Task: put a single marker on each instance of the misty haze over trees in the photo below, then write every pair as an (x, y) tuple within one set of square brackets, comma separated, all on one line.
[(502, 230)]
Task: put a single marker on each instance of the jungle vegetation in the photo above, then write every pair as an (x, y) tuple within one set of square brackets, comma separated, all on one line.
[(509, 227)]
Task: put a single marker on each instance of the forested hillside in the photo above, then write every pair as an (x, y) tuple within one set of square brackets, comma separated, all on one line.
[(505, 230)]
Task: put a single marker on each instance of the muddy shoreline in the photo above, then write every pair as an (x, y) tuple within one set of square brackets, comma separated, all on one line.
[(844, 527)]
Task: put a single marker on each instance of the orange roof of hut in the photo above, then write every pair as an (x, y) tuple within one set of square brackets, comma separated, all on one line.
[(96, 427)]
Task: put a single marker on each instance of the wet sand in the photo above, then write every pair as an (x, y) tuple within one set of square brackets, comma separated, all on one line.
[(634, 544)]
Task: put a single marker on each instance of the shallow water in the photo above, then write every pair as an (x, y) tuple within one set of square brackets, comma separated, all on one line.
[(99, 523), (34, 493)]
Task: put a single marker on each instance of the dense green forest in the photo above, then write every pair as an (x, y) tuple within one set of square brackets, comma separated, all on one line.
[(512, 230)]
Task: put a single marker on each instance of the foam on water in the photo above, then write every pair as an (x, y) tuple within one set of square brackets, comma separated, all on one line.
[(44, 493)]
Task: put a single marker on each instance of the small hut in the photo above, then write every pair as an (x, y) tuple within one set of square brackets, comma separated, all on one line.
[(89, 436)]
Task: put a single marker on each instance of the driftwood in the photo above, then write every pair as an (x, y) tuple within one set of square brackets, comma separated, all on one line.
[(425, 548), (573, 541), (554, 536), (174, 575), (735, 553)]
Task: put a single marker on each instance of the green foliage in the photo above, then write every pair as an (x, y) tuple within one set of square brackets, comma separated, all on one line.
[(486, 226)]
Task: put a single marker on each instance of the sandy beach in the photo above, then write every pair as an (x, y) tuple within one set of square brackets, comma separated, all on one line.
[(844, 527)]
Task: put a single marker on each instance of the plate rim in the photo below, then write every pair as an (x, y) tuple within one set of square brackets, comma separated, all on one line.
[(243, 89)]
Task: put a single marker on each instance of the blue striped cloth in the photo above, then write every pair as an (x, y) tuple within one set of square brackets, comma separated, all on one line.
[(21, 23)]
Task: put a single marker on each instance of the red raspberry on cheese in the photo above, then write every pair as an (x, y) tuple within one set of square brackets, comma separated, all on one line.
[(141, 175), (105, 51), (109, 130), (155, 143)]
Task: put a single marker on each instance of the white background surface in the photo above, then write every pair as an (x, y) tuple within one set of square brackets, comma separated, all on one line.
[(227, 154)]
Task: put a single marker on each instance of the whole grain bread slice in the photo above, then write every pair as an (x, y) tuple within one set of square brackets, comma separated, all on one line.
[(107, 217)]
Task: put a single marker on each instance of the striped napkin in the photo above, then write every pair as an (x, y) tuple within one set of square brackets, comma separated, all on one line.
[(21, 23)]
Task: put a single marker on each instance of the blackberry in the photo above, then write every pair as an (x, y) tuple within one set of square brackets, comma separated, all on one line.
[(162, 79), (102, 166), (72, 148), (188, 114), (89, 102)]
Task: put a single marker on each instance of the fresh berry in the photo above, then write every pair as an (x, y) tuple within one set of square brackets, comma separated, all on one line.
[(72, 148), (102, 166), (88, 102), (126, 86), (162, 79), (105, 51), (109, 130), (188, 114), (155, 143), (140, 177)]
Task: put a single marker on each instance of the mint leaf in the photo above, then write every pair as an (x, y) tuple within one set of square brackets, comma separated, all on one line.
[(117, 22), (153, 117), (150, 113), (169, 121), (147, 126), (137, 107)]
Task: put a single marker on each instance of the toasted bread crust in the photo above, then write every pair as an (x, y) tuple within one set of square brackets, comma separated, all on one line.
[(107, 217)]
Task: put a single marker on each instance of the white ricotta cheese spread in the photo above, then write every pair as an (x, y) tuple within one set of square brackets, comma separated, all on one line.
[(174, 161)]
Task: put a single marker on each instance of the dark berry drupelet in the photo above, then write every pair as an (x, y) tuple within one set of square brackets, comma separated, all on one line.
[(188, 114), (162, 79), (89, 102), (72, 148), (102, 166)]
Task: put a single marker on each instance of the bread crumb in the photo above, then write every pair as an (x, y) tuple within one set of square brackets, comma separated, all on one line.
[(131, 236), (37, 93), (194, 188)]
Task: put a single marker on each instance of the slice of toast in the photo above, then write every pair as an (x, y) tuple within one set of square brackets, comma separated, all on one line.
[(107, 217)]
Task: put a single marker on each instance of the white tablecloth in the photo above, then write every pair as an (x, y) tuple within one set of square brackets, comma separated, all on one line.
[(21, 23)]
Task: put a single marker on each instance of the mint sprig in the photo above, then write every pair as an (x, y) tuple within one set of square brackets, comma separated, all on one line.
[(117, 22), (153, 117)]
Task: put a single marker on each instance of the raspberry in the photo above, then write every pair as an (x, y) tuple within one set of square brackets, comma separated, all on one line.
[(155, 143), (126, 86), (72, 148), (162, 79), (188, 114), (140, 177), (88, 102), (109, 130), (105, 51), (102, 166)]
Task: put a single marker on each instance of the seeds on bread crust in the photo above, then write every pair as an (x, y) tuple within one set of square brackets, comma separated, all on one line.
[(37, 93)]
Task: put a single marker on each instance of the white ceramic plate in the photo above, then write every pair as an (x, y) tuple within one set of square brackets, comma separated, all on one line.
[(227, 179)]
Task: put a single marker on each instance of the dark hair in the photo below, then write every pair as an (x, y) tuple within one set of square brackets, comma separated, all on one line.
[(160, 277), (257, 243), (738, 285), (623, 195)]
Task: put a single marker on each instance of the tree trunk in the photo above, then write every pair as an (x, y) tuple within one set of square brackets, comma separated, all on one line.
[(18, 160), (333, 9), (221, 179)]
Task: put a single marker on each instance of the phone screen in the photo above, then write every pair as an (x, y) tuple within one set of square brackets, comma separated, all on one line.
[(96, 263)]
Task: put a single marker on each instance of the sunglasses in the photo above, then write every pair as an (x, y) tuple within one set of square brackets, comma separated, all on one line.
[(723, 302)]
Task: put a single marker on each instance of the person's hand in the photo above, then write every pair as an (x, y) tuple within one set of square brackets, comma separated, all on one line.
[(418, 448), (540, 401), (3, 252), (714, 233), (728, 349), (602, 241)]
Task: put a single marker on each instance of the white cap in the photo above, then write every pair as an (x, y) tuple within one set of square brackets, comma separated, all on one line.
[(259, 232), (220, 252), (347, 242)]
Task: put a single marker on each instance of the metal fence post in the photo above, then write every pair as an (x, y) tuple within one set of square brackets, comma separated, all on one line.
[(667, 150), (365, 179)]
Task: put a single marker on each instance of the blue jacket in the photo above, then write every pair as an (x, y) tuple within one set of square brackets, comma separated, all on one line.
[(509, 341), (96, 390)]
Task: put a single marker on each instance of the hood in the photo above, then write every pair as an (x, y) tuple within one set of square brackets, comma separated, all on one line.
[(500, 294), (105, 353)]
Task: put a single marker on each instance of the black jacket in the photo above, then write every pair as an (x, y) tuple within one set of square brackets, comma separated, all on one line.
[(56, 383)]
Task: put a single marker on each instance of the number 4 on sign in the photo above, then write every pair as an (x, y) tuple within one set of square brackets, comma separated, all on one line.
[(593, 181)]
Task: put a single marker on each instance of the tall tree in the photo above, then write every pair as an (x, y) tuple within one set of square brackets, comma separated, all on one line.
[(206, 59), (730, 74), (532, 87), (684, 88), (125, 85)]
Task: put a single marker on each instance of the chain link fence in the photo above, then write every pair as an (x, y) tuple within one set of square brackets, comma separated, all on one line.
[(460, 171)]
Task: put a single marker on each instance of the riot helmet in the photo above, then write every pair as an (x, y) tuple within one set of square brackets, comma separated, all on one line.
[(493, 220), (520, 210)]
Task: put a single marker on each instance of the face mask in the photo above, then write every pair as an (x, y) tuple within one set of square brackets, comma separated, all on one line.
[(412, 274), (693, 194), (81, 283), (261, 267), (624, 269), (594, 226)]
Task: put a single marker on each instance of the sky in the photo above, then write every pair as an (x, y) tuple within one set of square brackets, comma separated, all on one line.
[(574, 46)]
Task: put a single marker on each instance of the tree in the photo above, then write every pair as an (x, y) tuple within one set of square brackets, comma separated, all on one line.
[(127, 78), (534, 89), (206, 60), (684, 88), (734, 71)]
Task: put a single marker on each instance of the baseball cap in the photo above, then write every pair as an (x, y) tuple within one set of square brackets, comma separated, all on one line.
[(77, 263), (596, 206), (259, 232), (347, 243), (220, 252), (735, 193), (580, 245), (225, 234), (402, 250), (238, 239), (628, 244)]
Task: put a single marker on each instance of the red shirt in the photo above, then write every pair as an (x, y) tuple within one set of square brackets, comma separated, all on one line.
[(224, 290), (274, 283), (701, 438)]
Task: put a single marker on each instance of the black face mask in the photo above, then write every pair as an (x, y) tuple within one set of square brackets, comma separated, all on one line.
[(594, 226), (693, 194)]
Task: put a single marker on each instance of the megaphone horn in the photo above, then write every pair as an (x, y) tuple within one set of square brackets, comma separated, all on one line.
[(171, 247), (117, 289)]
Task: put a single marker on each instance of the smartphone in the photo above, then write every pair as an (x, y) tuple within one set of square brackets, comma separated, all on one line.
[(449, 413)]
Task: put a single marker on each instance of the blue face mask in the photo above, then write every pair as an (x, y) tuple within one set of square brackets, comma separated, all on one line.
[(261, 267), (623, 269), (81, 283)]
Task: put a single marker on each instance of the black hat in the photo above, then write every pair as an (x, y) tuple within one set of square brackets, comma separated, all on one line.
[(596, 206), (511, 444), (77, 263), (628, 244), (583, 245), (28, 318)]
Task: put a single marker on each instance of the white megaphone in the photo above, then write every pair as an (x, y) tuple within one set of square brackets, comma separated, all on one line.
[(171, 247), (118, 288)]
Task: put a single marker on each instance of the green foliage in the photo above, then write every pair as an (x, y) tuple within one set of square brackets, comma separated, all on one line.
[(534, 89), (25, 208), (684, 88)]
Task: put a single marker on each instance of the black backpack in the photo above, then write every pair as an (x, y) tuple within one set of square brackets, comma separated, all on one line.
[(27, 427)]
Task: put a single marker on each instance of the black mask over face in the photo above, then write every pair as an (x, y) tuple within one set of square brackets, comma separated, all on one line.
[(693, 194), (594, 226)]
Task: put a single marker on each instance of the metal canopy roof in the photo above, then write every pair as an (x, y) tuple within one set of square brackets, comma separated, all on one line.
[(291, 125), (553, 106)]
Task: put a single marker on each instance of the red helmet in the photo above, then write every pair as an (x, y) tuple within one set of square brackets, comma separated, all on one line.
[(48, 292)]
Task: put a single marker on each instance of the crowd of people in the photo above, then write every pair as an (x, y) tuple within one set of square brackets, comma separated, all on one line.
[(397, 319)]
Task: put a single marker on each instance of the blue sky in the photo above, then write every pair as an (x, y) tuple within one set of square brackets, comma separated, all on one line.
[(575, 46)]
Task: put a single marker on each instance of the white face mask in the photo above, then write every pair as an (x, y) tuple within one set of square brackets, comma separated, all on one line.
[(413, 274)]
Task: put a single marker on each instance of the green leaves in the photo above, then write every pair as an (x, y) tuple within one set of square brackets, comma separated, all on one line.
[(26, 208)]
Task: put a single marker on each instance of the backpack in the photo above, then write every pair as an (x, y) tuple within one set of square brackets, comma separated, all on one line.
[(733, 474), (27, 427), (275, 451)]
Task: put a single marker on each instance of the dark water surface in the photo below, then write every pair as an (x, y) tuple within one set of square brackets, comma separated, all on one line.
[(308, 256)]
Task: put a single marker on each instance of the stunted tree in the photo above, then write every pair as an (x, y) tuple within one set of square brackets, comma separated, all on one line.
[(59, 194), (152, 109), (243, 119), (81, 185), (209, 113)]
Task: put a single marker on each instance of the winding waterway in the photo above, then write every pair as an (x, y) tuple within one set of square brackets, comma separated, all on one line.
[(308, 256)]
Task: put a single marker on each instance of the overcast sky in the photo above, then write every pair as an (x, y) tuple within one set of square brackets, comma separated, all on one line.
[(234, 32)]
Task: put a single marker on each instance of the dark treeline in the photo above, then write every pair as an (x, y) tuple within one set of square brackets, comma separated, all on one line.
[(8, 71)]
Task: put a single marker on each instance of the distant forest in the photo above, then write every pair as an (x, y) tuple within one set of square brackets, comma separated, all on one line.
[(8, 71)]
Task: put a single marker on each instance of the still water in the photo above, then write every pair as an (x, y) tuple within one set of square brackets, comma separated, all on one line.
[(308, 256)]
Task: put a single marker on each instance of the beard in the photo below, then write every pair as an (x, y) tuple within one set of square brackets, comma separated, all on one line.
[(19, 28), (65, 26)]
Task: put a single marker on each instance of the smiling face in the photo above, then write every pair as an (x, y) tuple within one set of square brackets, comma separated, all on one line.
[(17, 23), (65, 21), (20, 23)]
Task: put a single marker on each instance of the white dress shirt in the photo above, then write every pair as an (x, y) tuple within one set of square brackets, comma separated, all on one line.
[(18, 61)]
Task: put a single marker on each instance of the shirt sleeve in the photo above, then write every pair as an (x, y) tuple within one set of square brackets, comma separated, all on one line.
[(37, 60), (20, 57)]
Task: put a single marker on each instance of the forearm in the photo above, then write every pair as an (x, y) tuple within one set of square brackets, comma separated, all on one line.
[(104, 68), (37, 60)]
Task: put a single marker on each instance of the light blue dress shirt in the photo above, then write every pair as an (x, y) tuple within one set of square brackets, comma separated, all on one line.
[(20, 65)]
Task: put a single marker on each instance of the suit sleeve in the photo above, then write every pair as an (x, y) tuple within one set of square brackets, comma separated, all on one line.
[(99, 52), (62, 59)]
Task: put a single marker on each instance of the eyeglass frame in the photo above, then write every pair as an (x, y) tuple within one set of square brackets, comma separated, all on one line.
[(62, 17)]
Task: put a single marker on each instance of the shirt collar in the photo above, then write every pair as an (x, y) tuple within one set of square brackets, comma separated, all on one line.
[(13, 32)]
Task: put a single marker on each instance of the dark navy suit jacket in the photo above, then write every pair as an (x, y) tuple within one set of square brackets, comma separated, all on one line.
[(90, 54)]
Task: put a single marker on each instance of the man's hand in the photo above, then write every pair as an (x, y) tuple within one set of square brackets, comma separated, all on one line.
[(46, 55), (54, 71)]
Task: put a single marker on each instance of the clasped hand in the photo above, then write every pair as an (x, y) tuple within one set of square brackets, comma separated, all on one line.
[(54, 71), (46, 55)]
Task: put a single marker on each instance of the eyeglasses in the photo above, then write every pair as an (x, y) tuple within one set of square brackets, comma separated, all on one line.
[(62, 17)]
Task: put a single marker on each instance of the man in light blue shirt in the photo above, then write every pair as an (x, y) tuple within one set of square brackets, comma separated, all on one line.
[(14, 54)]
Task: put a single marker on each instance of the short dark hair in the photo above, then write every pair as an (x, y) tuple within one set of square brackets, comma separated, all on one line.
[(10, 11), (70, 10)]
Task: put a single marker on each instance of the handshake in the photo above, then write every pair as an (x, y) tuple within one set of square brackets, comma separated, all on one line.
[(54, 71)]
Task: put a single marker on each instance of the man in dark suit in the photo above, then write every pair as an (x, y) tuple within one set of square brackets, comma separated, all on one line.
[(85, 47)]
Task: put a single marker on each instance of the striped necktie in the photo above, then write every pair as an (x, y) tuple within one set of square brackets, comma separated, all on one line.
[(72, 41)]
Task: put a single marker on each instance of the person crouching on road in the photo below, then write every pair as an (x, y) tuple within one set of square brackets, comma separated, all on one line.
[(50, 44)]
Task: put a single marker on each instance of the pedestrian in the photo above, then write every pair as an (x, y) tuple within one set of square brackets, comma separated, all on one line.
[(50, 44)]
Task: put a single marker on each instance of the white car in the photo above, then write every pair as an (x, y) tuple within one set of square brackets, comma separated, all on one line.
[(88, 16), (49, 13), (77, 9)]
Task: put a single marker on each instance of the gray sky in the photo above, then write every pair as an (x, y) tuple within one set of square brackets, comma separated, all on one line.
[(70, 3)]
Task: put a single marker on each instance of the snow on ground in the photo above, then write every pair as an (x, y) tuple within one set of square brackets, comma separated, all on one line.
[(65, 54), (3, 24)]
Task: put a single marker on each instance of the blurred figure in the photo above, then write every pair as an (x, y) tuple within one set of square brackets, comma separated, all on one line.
----
■ Work instructions
Please turn the lines starting with the one containing "the striped necktie" and ending with the one containing "[(65, 54), (3, 24)]" into a numbered list, both of those lines included and blank lines omitted.

■ Expected output
1. Task: put a single marker on each instance of the striped necktie in the photo above, then write every pair as an (x, y) tuple within one set of square brackets, comma separated, all on one line.
2. [(72, 41)]
3. Task: put a single marker on each instance of the person crouching on road in the photo below, then write every pair as an (x, y) tuple within one set of square brackets, comma separated, all on one line.
4. [(50, 44)]
5. Task: put a single marker on each instance of the pedestrian in the photo above, then write every pair as an (x, y) tuple within one set of square brackets, comma separated, all on one line.
6. [(50, 44)]
7. Task: put a single marker on each instance of the white car in the photo above, then write every pair as an (x, y) tuple within one set of square brackets, comma separated, all on one line.
8. [(88, 16), (49, 13), (77, 9)]
9. Task: put a single marker on each instance of the gray sky in the photo above, then write every pair as an (x, y) tuple within one set of square brackets, comma separated, all on one line.
10. [(70, 3)]
11. Task: put a single marker on each instance of the snow on ground in the photo above, then write every pair as an (x, y) tuple within one set of square brackets, comma separated, all on one line.
12. [(65, 54), (3, 24)]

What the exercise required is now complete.